DESCRIPTION OF THE TASK => In the records below, locate the line containing "the specified road", then extract it and all following lines exactly, ending with the last line.

*****

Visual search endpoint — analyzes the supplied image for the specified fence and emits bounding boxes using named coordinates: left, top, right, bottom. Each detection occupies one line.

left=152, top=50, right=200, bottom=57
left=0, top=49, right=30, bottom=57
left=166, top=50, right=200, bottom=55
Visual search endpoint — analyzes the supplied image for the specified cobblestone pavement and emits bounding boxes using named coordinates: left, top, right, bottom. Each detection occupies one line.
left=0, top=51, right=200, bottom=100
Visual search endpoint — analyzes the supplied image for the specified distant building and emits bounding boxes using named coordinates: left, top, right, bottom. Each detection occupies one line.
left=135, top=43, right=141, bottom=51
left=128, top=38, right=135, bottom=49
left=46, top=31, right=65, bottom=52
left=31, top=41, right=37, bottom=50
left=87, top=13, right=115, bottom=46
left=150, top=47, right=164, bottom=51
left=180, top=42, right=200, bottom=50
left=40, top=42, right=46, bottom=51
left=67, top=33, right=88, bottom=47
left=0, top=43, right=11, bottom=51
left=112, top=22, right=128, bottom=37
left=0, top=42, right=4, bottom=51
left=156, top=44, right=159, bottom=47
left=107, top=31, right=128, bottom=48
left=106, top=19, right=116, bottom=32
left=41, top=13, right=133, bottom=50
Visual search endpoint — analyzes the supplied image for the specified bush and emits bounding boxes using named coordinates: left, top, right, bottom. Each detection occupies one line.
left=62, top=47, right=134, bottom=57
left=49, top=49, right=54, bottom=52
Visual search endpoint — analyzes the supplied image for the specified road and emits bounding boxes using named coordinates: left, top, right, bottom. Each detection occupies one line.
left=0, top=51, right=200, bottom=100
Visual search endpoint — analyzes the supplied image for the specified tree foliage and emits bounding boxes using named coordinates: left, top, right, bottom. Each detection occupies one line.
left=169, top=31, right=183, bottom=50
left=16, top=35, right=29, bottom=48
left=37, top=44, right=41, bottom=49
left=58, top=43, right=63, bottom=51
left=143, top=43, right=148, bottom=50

*****

WRITTEN RESPONSE =>
Visual search endpoint — analyzes the supplied image for the specified road and emits bounding boxes using named coordinates: left, top, right, bottom. Each detection occupies one line.
left=0, top=51, right=200, bottom=100
Visual search endpoint — analyzes the supplied image for the specified tree foliage and emits bounding boxes using named coordinates: left, top, right, bottom. Each detection occupies one line.
left=169, top=31, right=183, bottom=50
left=16, top=35, right=29, bottom=48
left=37, top=44, right=41, bottom=49
left=58, top=43, right=63, bottom=51
left=143, top=43, right=148, bottom=50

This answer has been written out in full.